### Page excerpt:
---*---
With all the ducks - the surgeon, the hospital, Hazel's House, the money - in a row, on March 14 Annelta went to Barbados to face U.S. Immigration.
For days beforehand Elaine prepped her for that meeting. They went over every document, made sure every "i" was dotted and "t" crossed. Then came the big question. "What are you going to say when they ask why you lied the last time?"
All the color drained from Annelta's face. "You're going to tell them the truth," Elaine said. "You're going to tell them you wanted to so badly to get your son to the U.S. for surgery that yes, you lied to try to get him there."
When Annelta got to Barbados the Immigration people grilled her. They kept her longer than anyone else. They sent different people in to ask her the same question a different way to see if she would trip up. She didn't. She came home to St. Lucia with visas for her and Ishy. They were limited - three months where six is usual and only one entry and exit. But they had visas and it was enough.
They were going to Columbus, Ohio, and Ishy was finally going to have the surgery.
* Pawasol por ti Mamai, or Children's Umbrella Group, originally started as a new Millenium idea by Jane DuBoulay to bring all the childrens' organizations in St. Lucia together in raising funds instead of each group trying on their own. Several meetings were held with these groups and with an initial donation of $5,000 from Courts as seed money, plans to hold a major telethon were discussed. For various reasons, these efforts never came to fruition and the groups dispersed. Undeterred, Mrs. DuBoulay persisted and in September 2007, Pawasol pour ti Mamai was registered as a Charity to provide assistance to needy children, be they sick, handicapped, in need of medication, basic necessities, or just unable to attend school because of lack of funds.
They raise money by selling at Flea Markets, organizing Tombolas, lunch functions, Quiz nights, sponsored walks and printing and selling a Cookbook, Calendar and Greeting Cards and have, up to the end of 2013, raised and disbursed over EC$450,000 to children requiring heart, kidney and eye surgery, eyecare, special needs programmes, medications, school fees, school books, school uniforms, school transportation, food, diapers and Child Development care. Help in the form of household goods, food and water was given to the Fond St. Jacques and Bexon communities in the aftermath of Hurricane Thomas and extra help was given to two homeless families to provide them with shelter and the necessities of life.
The childrens' needs are made known to Pawasol, not only directly by the people involved, but also by various organizations, such as the St. Lucia Blind Welfare Association, Dunnottar School (special education school), the National Council for Persons with Disabilities, the Child Development and Guidance Centre, the Headmasters and Mistresses of schools, CARE, and many more.
Any help that is given is always gratefully received and appreciated and spent 100% on the children.
---*---
### Task requirements:
1) According to the page excerpt, what limits were placed on the visas Annelta received?
2) Pull from the page excerpt the passage starting with "They raise money" and going on through "necessities of life.", copying it word for word.
---*---
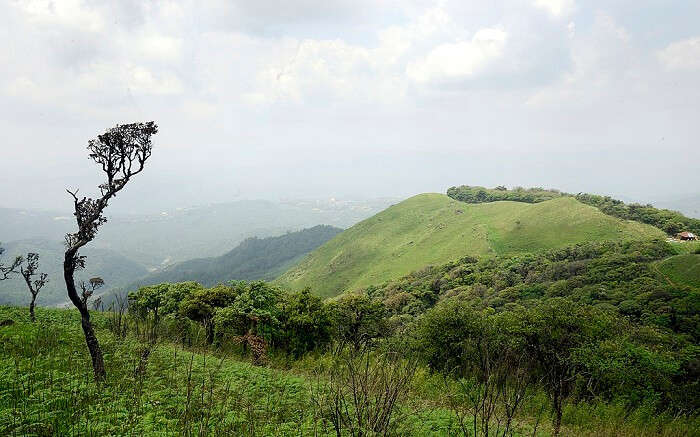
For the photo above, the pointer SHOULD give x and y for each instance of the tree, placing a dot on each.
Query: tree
(305, 322)
(357, 319)
(7, 270)
(555, 333)
(121, 152)
(35, 285)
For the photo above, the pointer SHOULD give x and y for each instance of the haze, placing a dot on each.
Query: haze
(351, 99)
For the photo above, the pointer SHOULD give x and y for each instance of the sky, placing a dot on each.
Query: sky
(351, 99)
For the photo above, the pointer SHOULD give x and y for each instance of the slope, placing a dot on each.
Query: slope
(434, 229)
(682, 269)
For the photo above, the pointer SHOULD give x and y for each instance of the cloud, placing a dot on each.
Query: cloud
(460, 59)
(557, 8)
(681, 55)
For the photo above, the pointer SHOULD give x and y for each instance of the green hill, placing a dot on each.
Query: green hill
(682, 269)
(434, 229)
(115, 269)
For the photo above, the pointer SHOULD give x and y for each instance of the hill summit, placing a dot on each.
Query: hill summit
(430, 229)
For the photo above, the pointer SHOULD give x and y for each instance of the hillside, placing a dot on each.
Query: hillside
(434, 229)
(255, 258)
(682, 269)
(167, 237)
(115, 269)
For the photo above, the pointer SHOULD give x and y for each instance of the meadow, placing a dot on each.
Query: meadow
(432, 229)
(164, 388)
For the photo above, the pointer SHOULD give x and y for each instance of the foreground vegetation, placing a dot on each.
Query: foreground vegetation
(162, 387)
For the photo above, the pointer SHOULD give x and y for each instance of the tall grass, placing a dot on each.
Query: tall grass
(176, 385)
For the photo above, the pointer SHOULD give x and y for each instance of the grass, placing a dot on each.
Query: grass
(435, 229)
(681, 269)
(46, 388)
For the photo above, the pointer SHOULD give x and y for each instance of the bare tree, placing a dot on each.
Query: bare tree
(89, 288)
(34, 285)
(7, 270)
(121, 152)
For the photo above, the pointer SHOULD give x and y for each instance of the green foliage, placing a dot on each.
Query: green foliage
(682, 269)
(357, 320)
(433, 229)
(306, 323)
(475, 194)
(671, 222)
(253, 310)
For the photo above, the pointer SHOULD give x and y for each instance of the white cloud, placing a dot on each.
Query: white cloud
(161, 47)
(681, 55)
(460, 59)
(557, 8)
(67, 13)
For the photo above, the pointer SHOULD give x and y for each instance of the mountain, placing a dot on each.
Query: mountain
(254, 258)
(168, 237)
(434, 229)
(115, 269)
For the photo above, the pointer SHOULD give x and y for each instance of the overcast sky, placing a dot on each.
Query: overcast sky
(351, 98)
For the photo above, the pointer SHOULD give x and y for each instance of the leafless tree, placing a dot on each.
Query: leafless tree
(7, 270)
(362, 391)
(34, 285)
(121, 152)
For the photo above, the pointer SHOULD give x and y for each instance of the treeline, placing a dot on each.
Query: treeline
(634, 334)
(588, 322)
(476, 194)
(672, 222)
(669, 221)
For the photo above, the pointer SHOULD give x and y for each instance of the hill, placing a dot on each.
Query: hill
(167, 237)
(255, 258)
(682, 269)
(434, 229)
(115, 269)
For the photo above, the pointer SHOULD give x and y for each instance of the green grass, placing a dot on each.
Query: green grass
(433, 229)
(46, 388)
(682, 269)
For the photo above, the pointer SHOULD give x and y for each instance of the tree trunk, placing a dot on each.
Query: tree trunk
(31, 309)
(557, 412)
(98, 365)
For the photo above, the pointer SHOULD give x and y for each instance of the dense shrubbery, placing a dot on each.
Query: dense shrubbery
(591, 321)
(244, 312)
(640, 330)
(671, 222)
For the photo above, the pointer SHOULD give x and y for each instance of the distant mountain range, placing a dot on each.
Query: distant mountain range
(128, 248)
(115, 269)
(255, 258)
(158, 240)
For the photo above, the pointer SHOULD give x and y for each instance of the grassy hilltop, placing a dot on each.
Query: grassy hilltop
(434, 229)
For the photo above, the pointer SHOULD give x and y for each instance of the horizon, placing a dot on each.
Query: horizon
(352, 100)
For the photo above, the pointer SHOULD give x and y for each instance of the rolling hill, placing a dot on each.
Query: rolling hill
(433, 229)
(255, 258)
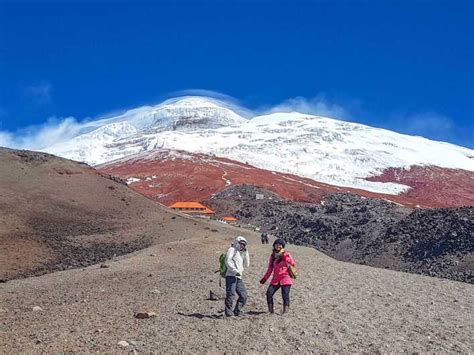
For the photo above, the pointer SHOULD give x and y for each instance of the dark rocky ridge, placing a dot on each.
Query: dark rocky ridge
(434, 242)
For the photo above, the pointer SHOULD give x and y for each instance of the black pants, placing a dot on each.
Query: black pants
(234, 285)
(285, 293)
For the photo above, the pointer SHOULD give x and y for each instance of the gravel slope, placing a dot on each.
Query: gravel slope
(336, 306)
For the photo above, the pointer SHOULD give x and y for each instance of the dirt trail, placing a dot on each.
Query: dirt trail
(336, 306)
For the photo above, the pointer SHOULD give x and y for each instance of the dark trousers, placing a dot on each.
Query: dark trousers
(285, 292)
(234, 285)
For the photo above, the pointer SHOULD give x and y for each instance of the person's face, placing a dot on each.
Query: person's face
(278, 247)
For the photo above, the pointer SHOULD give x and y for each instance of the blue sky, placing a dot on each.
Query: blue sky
(401, 65)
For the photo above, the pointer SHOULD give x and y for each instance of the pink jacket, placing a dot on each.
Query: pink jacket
(280, 270)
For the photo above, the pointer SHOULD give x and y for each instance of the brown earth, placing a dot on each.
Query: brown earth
(336, 306)
(57, 214)
(169, 176)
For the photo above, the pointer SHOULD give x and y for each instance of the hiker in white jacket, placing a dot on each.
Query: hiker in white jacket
(237, 258)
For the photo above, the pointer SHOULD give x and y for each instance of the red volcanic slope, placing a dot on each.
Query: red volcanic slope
(170, 176)
(432, 185)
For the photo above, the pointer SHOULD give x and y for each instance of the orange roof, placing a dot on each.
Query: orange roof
(191, 205)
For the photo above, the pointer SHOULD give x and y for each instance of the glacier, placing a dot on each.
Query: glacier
(324, 149)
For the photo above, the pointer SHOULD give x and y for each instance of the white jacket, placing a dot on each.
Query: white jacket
(236, 260)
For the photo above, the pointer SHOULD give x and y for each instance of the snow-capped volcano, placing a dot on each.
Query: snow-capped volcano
(323, 149)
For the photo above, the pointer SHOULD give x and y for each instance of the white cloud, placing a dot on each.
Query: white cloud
(425, 124)
(41, 136)
(318, 106)
(428, 124)
(39, 93)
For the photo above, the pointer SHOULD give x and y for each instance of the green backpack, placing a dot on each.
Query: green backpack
(222, 265)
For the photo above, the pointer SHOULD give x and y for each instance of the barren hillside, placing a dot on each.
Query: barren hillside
(336, 306)
(57, 214)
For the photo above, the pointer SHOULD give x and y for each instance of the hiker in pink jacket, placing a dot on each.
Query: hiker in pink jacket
(278, 264)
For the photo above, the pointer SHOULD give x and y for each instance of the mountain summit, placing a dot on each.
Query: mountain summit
(324, 149)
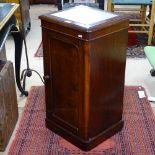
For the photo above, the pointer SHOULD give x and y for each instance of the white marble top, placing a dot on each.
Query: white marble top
(85, 16)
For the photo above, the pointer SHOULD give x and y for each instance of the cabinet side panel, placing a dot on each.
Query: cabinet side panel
(66, 84)
(107, 60)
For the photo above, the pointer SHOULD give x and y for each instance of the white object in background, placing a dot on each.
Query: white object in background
---*---
### Answers by item number:
1) They were valid for three months instead of the usual six, with only one entry and exit.

2)
They raise money by selling at Flea Markets, organizing Tombolas, lunch functions, Quiz nights, sponsored walks and printing and selling a Cookbook, Calendar and Greeting Cards and have, up to the end of 2013, raised and disbursed over EC$450,000 to children requiring heart, kidney and eye surgery, eyecare, special needs programmes, medications, school fees, school books, school uniforms, school transportation, food, diapers and Child Development care. Help in the form of household goods, food and water was given to the Fond St. Jacques and Bexon communities in the aftermath of Hurricane Thomas and extra help was given to two homeless families to provide them with shelter and the necessities of life.